ИЗВЛЕЧЁННЫЙ ТЕКСТ
Волшебные дни (Лихоносов) - страница 112

— Если бы вы не встретились с брянскими стариками, что тогда? С чего начали бы?

— Если бы я не встретился с ними, у меня бы долго — долго ничего не получалось в прозе. Они дали мне дыхание, какую‑то музыкальную ноту, и не только музыкальную. Скажем так: ноту правды.

— Что пишет вам молодой человек из Загорска?

— Хочет бросить Загорск. Я ответил ему: ни в коем случае! Нельзя человеку, ищущему себя в литературе, покидать такой золотой русский городок… Да и как же иначе… Национальные корни, первородность, жизнь отцов, матерей, предания — основа творчества. Надо жить с людьми долго. Как помогало Льву Николаевичу Толстому то, что перед его глазами проходила вся жизнь какого‑нибудь яснополянского мужика (детство, молодость, старость). Завидую Василию Белову, он живет на милой своей родине… Носов, Распутин, Потанин — тоже. Живите среди родных людей, написал я в Загорск. Я хотя и сказал, что юг сберег мою душу, но понимаю и другое: я немало потерял, вырвав себя из родного гнезда…

— Насколько злободневным, по — вашему, Виктор Иванович, явилось ваше последнее крупное произведение — роман «Когда же мы встретимся?»?

— Мне трудно судить о злободневности моего романа. Я ведь писал о своем поколении. Я получаю письма и восторженные, и гневные. С берегов Амура из воинской части написал молодой солдат. Его друг служит за границей. Так вот они, люди позднего поколения, «ухватились» за тему дружбы, которая лиричнее всего звучит, кажется, в первой части, когда героям моим было восемнадцать лет. Что‑то им там близко. Есть письма пенсионеров, учителей — очень критические, осуждающие. Людям старшего поколения показалось, что мои герои в 25–30–летнем возрасте слишком вольно, весело и безответственно живут. Я не согласен с ними. У меня, наверное, есть художественные просчеты, и оттого не совсем ясна кое — где позиция героев, а некоторые рискованные ситуации воспринимаются старыми читателями слишком болезненно. «Когда же мы встретимся?» — запоздалое произведение, его следовало написать лет на десять раньше. Я чуть — чуть изменился, постарел. Откровенная лирика стала глуше. Я хотел высказаться о дружбе, любви, об одиночестве. Я мечтал, чтобы роман вбирал в себя все, так или иначе касавшееся жизни нашего поколения. У меня не все получалось.

— Очевидно, написание романа знаменует для вас новый этап творчества и в отношении жанра в частности?

— Да, чувствую, что в рамках рассказа, повести тесно стало. Рассказ и роман — лужица и море. Я люблю, когда герои живут долго. Вообще же, когда пишу, не знаю, какой будет размер, что получится: рассказ, повесть, роман, — вещь сама растет. «Когда же мы встретимся?» намечал в объеме двенадцати — четырнадцати листов, вылилось в двадцать два. Если вещь не насиловать, давать героям развиваться вольно, если правда с самого начала расставила точные акценты, то само собой все закругляется. Последнюю точку ставишь не ты, а жизнь, которую изображал. Если изображал точно и правдиво.

[Данные локализации точек]
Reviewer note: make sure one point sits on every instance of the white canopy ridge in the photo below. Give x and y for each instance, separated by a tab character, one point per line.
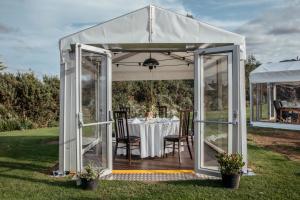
158	28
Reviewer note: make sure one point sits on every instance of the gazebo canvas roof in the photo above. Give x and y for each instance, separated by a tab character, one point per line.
151	28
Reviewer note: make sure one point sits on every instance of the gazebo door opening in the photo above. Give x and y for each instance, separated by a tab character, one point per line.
93	107
216	105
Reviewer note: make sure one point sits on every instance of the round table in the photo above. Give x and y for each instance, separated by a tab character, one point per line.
152	133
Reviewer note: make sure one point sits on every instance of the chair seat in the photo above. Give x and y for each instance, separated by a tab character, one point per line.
174	137
132	139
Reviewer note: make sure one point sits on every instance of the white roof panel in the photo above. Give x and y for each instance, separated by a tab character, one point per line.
276	72
153	25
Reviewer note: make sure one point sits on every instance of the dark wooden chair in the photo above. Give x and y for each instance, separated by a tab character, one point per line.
280	116
123	135
192	130
183	135
127	109
162	111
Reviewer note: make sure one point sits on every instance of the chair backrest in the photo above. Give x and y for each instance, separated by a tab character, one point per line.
121	124
277	105
193	118
162	111
127	109
184	122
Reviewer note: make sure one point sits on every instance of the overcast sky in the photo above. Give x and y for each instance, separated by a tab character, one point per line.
30	29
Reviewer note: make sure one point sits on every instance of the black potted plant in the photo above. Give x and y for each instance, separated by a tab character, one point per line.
231	169
89	179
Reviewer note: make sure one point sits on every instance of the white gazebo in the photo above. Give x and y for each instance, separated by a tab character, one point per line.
115	51
275	95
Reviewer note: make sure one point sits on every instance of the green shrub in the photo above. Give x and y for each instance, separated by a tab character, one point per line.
10	124
230	163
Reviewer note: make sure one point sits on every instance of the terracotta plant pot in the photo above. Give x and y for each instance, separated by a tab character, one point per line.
231	180
89	184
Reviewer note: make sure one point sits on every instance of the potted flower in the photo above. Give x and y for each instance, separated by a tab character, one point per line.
89	179
231	169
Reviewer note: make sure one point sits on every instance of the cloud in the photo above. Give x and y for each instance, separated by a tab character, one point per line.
6	29
284	30
40	24
274	35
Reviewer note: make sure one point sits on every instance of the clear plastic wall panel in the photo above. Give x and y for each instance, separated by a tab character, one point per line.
254	102
288	94
215	107
264	102
94	146
93	87
94	108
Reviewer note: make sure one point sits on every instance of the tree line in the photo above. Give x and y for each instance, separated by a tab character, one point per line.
28	102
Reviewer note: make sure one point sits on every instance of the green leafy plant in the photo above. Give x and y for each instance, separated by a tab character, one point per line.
91	173
230	163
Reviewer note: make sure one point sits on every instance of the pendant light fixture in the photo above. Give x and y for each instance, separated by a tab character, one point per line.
151	63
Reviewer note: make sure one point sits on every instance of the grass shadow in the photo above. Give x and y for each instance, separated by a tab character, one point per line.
216	183
23	166
50	182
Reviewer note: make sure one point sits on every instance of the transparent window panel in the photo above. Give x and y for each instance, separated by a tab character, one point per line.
215	107
94	141
254	102
264	102
93	87
215	140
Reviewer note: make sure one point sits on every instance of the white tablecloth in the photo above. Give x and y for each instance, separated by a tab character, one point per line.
152	133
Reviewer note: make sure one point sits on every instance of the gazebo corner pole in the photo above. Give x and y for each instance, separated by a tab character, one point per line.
251	102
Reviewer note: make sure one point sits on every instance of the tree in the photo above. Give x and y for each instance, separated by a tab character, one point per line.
2	66
251	64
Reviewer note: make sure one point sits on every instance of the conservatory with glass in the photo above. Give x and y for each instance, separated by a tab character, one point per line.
117	50
275	95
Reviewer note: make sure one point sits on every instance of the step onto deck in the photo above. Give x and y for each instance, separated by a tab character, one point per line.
156	175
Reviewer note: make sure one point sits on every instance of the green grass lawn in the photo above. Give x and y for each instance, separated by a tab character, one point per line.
26	156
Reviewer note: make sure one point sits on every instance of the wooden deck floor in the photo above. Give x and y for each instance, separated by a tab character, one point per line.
171	162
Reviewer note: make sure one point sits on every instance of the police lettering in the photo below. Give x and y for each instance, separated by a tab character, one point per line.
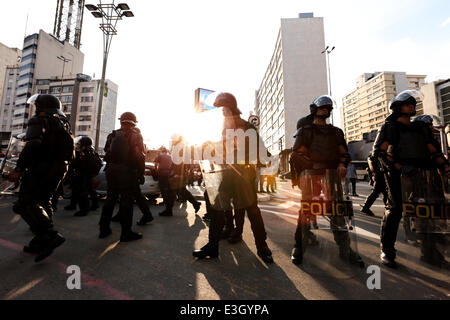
327	208
426	211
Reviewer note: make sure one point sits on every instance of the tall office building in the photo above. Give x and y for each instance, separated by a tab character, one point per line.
7	104
437	100
69	21
44	57
366	108
9	70
80	97
296	75
9	57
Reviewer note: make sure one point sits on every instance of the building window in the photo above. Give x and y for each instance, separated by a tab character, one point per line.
87	99
87	89
85	118
85	109
68	89
55	90
66	99
84	128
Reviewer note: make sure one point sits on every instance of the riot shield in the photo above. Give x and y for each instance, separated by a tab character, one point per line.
426	209
328	233
229	186
15	147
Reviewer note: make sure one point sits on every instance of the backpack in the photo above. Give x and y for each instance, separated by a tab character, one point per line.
58	138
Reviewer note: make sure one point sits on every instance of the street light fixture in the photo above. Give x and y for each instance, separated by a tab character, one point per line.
123	6
110	15
328	51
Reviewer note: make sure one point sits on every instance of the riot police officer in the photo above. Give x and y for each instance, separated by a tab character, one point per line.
42	165
233	121
85	166
320	147
378	186
401	148
126	165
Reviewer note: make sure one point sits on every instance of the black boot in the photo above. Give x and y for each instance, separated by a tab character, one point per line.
116	218
52	241
35	246
265	254
207	251
81	214
226	233
235	238
166	213
197	205
130	236
297	256
146	218
367	211
105	232
388	259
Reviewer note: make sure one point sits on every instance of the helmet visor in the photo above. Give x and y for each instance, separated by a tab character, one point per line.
324	101
32	99
408	95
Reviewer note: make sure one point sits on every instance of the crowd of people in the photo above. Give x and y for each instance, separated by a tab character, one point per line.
320	153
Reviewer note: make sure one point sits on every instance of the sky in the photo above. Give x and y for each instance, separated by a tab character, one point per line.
172	47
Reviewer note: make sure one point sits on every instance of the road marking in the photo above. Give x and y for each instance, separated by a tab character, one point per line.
322	223
88	280
281	214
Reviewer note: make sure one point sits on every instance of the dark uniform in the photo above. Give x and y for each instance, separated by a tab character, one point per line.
126	165
139	198
247	172
85	167
401	149
43	164
319	148
378	187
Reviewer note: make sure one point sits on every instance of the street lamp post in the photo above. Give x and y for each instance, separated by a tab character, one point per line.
110	15
328	51
64	60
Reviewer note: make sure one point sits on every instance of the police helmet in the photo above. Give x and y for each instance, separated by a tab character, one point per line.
406	97
85	141
224	100
322	102
46	103
128	117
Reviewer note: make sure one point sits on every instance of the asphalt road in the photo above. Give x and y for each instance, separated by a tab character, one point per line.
161	266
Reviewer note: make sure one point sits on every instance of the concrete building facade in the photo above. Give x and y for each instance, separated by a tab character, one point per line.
7	104
40	61
437	100
296	75
366	108
79	97
8	57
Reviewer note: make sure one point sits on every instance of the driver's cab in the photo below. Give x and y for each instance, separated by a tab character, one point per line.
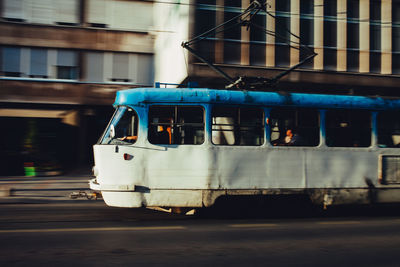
123	128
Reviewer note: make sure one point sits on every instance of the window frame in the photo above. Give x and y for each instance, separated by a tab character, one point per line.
348	116
237	126
117	111
295	109
175	124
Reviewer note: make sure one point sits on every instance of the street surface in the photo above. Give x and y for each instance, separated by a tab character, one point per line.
92	234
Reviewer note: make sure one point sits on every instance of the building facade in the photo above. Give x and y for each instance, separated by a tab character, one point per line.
357	42
61	63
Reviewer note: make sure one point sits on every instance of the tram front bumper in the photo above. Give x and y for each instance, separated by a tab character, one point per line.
94	185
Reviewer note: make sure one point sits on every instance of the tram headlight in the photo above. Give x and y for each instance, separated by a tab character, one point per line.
95	171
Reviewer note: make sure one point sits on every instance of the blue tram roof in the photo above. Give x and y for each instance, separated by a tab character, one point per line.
252	98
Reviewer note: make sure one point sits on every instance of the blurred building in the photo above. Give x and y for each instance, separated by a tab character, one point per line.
357	41
61	62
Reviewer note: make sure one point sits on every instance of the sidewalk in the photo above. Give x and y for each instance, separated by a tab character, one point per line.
42	190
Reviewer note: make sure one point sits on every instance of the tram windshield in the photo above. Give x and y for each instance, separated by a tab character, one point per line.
122	129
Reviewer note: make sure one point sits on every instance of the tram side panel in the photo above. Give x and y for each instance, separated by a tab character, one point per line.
257	168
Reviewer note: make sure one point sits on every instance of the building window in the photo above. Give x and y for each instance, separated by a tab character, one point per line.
330	35
353	35
120	70
94	66
13	10
375	36
180	125
306	30
237	126
294	127
258	40
67	65
282	31
205	18
348	128
11	61
66	12
389	129
38	63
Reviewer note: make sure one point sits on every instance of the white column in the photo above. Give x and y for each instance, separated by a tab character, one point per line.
364	35
319	34
341	35
295	29
386	37
270	54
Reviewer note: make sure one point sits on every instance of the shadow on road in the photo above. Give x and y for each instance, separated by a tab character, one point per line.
290	207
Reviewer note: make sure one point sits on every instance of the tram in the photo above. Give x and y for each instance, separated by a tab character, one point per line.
188	147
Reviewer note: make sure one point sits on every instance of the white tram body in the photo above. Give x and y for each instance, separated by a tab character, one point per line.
225	143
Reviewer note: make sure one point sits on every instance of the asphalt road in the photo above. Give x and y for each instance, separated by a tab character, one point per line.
80	234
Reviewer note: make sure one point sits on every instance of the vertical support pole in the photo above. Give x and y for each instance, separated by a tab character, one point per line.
386	37
341	35
319	34
374	126
270	53
295	29
322	127
219	44
364	36
245	40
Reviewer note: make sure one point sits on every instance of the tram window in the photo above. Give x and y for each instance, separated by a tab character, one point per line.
180	125
294	127
123	128
389	129
237	126
348	128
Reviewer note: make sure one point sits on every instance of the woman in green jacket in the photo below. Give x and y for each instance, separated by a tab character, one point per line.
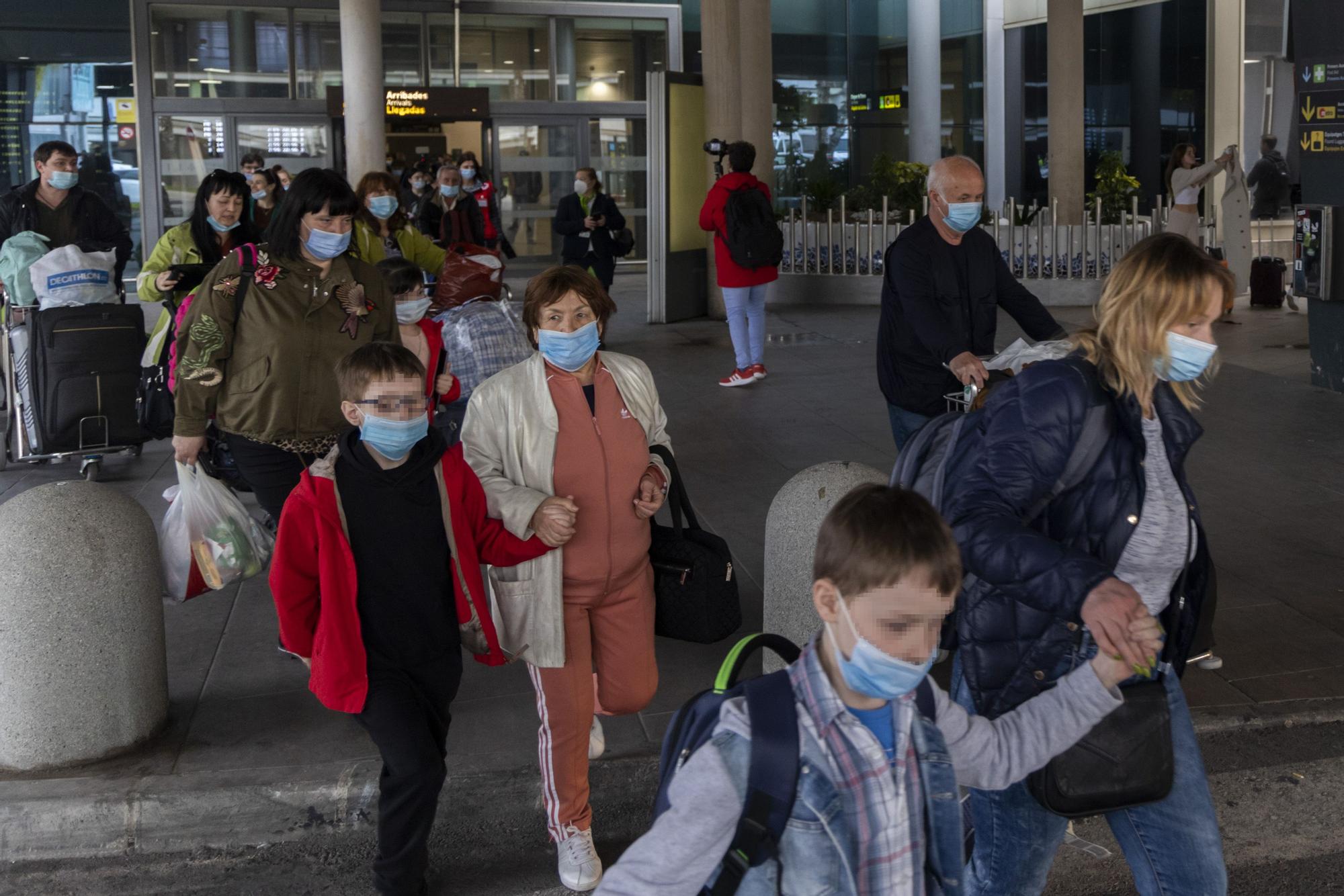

ЗАДАНИЕ
Перескажите короче, в виде списка, абзац интервью, который начинается словами «Да, чувствую, что в рамках рассказа». Основные факты сохраните.

ОТВЕТ
- В рамках рассказа и повести стало тесно. Рассказ и роман сравниваются с лужицей и морем.
- Автор любит, когда герои живут долго.
- Когда он пишет, размер вещи заранее неизвестен: она растёт сама.
- Роман «Когда же мы встретимся?» намечался в объёме двенадцати–четырнадцати листов, а вылился в двадцать два.
- Вещь не надо насиловать, героям надо дать развиваться вольно. Если правда с самого начала расставила точные акценты, всё закругляется само собой.
- Последнюю точку ставит не автор, а изображённая жизнь, если она изображена точно и правдиво.